### WHAT IS REQUIRED
Print the listing below verbatim, every line of it, but omit the pictures.

*** SUPPLIED DATA ***

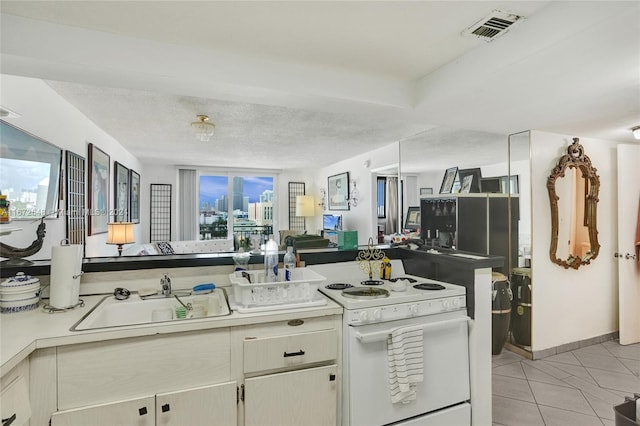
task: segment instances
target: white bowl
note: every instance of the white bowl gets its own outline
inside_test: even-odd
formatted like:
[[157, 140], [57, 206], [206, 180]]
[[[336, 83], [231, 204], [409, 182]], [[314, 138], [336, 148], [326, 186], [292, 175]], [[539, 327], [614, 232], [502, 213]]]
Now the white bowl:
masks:
[[36, 288], [21, 290], [21, 291], [14, 291], [10, 293], [5, 293], [0, 291], [0, 301], [12, 302], [14, 300], [33, 299], [34, 297], [40, 297], [40, 292], [41, 292], [40, 286], [37, 286]]
[[40, 304], [40, 296], [22, 300], [0, 300], [0, 313], [14, 314], [36, 309]]
[[39, 288], [40, 280], [38, 278], [25, 275], [24, 272], [18, 272], [14, 277], [0, 283], [0, 299], [4, 299], [3, 294], [35, 291]]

***

### OUTPUT FOR THIS TASK
task: segment instances
target: white bowl
note: every instance of the white bowl gets its own outline
inside_test: even-odd
formatted like:
[[157, 140], [57, 206], [206, 180]]
[[[336, 83], [231, 204], [409, 182]], [[314, 138], [336, 148], [326, 186], [292, 175]], [[539, 327], [614, 232], [502, 213]]]
Now the white bowl:
masks:
[[36, 288], [21, 290], [21, 291], [14, 291], [10, 293], [5, 293], [0, 291], [0, 301], [12, 302], [14, 300], [33, 299], [34, 297], [40, 297], [40, 292], [41, 292], [40, 286], [37, 286]]
[[40, 304], [40, 296], [22, 300], [0, 300], [0, 313], [14, 314], [36, 309]]
[[39, 288], [40, 280], [38, 278], [25, 275], [24, 272], [18, 272], [14, 277], [0, 283], [0, 299], [4, 299], [3, 294], [35, 291]]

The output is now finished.